**SHORT EXERCISE**
Starting at the beginning of the material and ending at the line that contains "307 211 L 309", give every line as a JSON list of strings with one string per line and blank lines omitted. Leave the pictures out of the answer.
-- start GIVEN RECORDS --
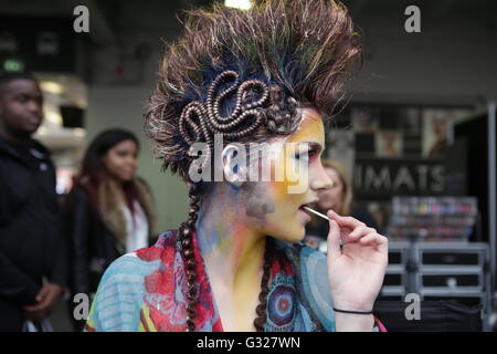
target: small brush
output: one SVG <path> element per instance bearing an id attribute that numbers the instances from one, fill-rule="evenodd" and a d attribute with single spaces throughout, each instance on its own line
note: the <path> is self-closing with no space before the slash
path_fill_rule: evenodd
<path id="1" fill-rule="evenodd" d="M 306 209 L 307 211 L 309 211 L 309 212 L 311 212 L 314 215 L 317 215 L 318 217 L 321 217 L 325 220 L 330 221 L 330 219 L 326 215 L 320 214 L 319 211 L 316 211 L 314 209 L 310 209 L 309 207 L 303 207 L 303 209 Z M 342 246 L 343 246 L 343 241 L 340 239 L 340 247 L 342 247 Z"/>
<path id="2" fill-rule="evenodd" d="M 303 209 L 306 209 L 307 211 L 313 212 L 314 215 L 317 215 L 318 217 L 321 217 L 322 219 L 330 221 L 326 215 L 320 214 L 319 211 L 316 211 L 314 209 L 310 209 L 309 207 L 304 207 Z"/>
-- end GIVEN RECORDS --
**WRITTEN ANSWER**
[
  "target: small brush",
  "output: one SVG <path> element per instance bearing an id attribute that numbers the instances from one, fill-rule=\"evenodd\" and a d attribute with single spaces throughout, each instance on its own line",
  "note: the <path> is self-closing with no space before the slash",
  "path_fill_rule: evenodd",
  "<path id=\"1\" fill-rule=\"evenodd\" d=\"M 306 209 L 307 211 L 309 211 L 309 212 L 311 212 L 314 215 L 317 215 L 318 217 L 321 217 L 325 220 L 330 221 L 330 219 L 326 215 L 320 214 L 319 211 L 316 211 L 314 209 L 310 209 L 309 207 L 303 207 L 303 209 Z M 342 246 L 343 246 L 343 241 L 340 239 L 340 247 L 342 247 Z\"/>"
]